Required task =
Copy everything from the line containing "Each instance of the lips" down to the end of the records, putting "mouth" in place of "lips" and changing nothing else.

:: Dataset entries

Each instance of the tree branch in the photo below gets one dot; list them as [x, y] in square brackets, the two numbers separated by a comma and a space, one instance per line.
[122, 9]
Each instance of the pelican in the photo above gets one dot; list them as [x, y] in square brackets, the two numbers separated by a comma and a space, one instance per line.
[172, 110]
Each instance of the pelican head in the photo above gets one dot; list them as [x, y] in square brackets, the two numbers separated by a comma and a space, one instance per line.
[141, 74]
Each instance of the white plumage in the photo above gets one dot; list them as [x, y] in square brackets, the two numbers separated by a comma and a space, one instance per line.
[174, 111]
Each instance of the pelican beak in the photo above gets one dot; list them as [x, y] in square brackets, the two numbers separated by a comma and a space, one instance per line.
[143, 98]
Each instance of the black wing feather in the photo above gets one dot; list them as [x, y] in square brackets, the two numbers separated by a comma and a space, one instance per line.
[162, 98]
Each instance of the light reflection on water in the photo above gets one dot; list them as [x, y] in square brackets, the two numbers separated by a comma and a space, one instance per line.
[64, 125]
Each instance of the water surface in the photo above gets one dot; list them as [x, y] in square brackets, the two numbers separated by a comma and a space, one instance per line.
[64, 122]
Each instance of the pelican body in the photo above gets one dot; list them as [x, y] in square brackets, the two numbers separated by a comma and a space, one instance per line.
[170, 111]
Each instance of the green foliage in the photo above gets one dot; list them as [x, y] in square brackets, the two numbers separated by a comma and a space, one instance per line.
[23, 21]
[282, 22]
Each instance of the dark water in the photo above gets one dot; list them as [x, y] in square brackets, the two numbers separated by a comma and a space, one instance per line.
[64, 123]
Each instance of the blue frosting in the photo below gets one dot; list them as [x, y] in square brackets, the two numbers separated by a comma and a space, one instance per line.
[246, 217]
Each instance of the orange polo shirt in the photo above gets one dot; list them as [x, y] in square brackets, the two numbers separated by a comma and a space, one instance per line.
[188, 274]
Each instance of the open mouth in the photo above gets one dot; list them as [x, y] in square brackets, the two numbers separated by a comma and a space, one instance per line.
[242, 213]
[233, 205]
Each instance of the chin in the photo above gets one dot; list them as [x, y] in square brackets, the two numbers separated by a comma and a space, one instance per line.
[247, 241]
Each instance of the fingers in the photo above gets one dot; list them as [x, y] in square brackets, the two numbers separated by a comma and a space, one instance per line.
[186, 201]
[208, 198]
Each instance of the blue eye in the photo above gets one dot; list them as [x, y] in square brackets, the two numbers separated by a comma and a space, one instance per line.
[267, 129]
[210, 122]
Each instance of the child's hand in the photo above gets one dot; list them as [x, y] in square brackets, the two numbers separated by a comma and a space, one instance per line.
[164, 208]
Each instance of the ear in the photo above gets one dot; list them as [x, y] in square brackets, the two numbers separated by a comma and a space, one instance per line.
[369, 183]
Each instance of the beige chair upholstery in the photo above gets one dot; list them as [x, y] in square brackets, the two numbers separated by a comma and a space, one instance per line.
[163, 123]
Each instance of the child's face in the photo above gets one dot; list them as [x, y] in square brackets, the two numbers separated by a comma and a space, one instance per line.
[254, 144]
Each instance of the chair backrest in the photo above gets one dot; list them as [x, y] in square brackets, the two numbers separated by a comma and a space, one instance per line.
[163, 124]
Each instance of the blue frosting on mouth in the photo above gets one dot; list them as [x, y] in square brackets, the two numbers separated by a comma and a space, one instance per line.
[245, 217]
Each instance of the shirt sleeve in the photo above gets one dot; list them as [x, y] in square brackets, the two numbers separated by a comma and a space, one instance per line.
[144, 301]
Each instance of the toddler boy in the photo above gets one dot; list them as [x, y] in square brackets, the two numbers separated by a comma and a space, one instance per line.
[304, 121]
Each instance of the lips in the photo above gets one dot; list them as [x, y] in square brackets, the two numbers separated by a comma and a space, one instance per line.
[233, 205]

::::

Complete answer =
Each instance of the mouth in the photo above gets one dot; list them as [x, y] in square brackets, the two numbers separated by a comma and a space, one instance per line.
[233, 205]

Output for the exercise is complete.